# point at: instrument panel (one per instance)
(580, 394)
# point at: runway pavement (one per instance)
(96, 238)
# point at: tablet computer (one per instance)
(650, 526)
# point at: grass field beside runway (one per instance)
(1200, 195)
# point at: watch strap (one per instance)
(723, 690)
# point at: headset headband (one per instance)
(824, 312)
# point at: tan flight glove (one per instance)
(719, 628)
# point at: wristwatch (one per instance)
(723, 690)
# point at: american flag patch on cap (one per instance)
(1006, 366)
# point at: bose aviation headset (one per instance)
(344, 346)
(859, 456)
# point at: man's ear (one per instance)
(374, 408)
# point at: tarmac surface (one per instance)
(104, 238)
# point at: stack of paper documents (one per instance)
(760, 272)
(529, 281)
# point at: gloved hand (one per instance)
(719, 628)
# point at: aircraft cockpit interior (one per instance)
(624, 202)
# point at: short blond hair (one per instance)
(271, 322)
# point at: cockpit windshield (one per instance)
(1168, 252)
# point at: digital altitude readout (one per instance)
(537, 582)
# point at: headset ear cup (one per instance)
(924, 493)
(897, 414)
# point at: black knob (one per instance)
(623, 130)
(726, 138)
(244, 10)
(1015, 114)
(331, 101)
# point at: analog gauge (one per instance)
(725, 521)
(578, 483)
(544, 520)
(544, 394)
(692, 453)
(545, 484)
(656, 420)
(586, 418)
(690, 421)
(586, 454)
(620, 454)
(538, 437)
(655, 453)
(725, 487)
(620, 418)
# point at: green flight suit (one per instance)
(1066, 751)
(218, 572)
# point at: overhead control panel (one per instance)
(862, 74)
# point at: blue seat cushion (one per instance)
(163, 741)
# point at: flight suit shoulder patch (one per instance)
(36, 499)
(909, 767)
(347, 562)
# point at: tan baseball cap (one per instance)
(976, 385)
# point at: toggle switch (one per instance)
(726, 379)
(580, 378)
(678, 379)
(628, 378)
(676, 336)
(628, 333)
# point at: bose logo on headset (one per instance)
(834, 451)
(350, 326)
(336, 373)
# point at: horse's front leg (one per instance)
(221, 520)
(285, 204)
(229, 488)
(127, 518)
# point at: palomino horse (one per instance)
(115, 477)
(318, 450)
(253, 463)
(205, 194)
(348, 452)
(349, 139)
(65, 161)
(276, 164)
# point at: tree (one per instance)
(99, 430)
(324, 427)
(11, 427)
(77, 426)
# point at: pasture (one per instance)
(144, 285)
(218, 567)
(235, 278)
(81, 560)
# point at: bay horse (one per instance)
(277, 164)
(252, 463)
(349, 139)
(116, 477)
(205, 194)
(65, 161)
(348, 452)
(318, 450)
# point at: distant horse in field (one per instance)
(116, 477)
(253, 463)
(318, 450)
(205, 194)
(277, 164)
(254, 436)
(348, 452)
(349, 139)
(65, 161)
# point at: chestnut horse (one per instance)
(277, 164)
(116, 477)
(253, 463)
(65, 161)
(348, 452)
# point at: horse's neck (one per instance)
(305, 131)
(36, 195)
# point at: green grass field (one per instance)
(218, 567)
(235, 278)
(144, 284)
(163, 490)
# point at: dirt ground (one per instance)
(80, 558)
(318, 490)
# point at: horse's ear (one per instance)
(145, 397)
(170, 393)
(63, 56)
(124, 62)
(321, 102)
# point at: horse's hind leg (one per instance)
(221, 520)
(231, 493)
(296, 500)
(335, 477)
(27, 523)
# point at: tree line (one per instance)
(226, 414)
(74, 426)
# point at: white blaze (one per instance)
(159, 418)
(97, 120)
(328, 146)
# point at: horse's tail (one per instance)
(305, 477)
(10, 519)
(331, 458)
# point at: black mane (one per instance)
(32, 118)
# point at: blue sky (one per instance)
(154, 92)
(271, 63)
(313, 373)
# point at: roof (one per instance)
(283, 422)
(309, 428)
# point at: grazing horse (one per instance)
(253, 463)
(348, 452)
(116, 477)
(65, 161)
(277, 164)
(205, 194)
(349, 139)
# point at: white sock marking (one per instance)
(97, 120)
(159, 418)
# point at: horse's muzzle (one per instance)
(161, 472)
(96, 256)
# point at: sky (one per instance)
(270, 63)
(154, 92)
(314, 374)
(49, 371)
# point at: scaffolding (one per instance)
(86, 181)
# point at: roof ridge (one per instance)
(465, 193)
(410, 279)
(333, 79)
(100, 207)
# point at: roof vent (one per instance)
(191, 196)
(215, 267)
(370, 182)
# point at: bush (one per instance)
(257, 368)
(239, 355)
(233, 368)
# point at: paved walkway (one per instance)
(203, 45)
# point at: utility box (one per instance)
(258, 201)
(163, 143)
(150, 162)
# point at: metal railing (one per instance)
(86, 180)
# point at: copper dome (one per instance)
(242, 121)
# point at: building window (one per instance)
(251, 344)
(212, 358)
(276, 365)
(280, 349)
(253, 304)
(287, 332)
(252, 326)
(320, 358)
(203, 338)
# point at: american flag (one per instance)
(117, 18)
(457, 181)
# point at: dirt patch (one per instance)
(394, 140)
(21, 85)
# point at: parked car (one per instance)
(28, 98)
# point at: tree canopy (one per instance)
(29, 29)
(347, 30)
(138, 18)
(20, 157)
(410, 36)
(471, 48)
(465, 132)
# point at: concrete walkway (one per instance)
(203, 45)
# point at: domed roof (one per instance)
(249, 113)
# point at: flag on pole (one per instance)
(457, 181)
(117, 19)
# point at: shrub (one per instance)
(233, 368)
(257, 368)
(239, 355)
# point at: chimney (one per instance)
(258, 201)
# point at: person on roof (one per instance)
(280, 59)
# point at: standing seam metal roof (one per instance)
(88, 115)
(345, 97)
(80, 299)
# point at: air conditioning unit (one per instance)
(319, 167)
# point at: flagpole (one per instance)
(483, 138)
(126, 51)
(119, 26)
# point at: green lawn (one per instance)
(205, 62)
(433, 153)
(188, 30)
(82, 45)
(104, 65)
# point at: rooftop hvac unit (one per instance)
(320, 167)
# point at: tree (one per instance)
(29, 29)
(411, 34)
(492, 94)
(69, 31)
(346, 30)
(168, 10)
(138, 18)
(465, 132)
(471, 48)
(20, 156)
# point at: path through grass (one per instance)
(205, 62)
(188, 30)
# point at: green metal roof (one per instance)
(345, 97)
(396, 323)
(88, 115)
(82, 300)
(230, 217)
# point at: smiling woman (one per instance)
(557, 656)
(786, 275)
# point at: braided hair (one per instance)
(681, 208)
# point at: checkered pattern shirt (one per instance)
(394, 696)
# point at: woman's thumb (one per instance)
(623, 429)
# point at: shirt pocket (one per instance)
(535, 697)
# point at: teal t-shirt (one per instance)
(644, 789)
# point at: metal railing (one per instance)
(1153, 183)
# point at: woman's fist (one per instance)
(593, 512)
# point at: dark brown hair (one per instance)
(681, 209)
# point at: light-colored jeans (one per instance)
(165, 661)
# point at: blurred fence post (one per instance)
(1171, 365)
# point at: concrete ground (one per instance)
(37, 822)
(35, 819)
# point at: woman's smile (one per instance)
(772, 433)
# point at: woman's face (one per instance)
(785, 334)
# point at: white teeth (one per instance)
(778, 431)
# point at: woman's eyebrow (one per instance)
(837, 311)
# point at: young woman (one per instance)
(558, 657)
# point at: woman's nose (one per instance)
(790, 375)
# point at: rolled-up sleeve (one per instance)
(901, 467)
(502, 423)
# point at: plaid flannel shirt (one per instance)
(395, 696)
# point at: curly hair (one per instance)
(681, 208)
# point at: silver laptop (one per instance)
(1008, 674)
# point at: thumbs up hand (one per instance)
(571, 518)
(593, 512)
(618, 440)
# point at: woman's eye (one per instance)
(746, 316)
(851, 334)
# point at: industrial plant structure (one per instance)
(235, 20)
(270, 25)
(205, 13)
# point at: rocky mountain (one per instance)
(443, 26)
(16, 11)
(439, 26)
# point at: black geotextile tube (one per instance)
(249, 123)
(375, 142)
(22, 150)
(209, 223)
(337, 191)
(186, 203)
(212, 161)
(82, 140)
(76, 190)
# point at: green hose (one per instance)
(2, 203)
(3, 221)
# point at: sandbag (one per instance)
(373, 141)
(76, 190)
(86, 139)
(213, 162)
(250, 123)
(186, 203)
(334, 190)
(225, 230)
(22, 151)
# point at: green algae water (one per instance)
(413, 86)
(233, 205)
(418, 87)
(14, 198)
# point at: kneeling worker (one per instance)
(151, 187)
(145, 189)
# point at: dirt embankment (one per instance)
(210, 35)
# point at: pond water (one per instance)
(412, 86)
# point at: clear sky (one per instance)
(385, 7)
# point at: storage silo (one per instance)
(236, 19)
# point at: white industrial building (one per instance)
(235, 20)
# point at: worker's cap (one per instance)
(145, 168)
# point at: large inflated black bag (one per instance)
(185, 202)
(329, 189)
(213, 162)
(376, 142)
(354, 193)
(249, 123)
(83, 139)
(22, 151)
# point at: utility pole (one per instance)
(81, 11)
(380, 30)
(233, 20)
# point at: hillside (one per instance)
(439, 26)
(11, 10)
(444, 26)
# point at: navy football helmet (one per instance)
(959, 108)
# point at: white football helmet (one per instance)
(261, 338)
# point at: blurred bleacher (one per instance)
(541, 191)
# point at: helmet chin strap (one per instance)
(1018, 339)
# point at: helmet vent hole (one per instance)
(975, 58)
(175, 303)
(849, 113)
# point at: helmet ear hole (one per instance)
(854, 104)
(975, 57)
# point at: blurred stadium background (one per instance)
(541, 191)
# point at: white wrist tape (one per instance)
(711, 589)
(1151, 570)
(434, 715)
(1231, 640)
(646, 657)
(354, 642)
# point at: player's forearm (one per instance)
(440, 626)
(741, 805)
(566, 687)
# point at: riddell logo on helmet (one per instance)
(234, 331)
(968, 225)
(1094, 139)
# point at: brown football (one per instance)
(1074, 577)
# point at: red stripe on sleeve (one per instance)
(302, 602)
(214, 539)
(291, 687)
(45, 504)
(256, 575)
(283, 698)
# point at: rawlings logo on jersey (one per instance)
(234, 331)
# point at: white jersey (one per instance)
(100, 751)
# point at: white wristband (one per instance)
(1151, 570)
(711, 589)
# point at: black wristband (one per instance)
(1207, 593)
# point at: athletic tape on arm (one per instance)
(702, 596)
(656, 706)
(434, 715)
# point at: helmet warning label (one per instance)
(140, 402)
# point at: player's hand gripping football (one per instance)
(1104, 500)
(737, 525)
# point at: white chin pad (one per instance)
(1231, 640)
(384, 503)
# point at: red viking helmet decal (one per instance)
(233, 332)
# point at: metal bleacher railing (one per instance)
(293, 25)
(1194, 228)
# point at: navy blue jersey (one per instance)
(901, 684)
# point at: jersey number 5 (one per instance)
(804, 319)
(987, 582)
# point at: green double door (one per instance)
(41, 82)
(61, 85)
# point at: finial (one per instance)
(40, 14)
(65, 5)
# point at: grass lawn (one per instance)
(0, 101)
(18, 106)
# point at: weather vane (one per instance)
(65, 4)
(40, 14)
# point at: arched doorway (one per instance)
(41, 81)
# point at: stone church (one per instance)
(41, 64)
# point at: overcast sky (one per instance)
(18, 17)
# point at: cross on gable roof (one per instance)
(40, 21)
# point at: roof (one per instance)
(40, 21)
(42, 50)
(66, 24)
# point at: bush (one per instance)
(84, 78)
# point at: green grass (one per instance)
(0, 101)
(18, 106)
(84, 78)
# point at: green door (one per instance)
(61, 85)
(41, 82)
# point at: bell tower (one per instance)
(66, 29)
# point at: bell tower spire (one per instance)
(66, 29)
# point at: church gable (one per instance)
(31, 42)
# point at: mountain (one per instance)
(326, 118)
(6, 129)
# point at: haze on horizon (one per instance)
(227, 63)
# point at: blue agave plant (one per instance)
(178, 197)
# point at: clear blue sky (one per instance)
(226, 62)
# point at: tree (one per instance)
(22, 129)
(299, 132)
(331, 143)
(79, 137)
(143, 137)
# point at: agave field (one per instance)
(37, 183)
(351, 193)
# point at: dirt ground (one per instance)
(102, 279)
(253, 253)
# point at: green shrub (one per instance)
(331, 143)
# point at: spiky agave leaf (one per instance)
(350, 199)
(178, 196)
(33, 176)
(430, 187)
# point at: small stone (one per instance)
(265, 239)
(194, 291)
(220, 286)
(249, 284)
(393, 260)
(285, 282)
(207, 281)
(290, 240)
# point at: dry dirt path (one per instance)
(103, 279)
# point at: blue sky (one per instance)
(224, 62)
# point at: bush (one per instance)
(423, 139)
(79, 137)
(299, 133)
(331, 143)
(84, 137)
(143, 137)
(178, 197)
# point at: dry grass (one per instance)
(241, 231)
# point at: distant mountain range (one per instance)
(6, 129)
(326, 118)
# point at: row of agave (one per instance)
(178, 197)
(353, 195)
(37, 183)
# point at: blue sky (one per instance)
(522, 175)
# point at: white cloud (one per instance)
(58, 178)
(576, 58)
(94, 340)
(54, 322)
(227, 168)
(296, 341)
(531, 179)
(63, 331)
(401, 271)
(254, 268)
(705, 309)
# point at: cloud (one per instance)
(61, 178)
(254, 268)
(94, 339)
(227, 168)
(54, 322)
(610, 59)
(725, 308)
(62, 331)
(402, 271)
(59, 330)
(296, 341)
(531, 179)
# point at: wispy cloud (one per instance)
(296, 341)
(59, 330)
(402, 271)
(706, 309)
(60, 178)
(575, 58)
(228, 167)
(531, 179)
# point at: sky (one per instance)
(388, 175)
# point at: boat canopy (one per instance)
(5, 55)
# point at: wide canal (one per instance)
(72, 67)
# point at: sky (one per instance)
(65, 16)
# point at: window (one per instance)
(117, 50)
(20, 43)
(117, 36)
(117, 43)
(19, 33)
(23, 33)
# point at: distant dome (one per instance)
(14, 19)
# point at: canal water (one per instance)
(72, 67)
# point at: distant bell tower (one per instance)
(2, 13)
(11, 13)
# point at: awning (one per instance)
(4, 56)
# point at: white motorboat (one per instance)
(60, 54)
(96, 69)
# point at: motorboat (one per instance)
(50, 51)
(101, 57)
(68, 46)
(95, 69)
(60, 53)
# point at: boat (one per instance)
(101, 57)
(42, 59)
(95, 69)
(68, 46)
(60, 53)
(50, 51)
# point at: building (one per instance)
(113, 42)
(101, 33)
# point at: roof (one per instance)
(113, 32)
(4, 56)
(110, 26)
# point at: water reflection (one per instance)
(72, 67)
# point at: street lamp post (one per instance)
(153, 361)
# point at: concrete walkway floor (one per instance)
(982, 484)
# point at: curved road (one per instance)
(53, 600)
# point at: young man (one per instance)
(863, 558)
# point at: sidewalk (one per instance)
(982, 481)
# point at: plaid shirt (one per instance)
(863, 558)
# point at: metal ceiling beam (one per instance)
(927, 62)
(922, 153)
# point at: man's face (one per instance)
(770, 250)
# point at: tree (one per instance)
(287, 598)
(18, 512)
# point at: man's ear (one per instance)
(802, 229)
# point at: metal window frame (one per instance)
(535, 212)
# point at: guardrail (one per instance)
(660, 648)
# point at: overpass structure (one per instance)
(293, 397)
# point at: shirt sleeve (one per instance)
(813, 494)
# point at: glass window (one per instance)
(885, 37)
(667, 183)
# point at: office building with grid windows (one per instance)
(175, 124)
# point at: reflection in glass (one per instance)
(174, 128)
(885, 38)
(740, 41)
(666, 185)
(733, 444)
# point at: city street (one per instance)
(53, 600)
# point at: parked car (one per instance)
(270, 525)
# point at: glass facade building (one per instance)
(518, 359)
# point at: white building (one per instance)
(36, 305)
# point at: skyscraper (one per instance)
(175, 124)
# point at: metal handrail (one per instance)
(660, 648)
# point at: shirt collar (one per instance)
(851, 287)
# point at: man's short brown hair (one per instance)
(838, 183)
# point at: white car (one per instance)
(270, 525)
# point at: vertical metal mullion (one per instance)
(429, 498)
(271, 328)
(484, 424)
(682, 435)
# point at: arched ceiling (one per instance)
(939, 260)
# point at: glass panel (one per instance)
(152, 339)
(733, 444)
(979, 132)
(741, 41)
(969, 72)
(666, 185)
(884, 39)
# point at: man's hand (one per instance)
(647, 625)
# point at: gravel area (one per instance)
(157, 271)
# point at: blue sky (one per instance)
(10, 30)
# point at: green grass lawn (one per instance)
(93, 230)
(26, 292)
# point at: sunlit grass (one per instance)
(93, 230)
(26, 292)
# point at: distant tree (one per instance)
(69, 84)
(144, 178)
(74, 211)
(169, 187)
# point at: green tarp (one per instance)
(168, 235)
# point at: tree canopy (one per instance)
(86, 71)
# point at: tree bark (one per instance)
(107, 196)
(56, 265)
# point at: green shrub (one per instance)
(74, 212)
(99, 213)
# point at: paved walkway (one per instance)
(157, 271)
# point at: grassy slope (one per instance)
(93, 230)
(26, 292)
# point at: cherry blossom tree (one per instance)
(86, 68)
*****
> Problem details:
Retype the data above exactly, everything from its first line down to the line containing "(1200, 195)", with both ends included.

> Exercise solution:
# point at: instrument panel (one per instance)
(580, 394)
# point at: runway pavement (one per instance)
(96, 238)
# point at: tablet computer (one per instance)
(650, 526)
# point at: grass field beside runway (one per instance)
(1200, 195)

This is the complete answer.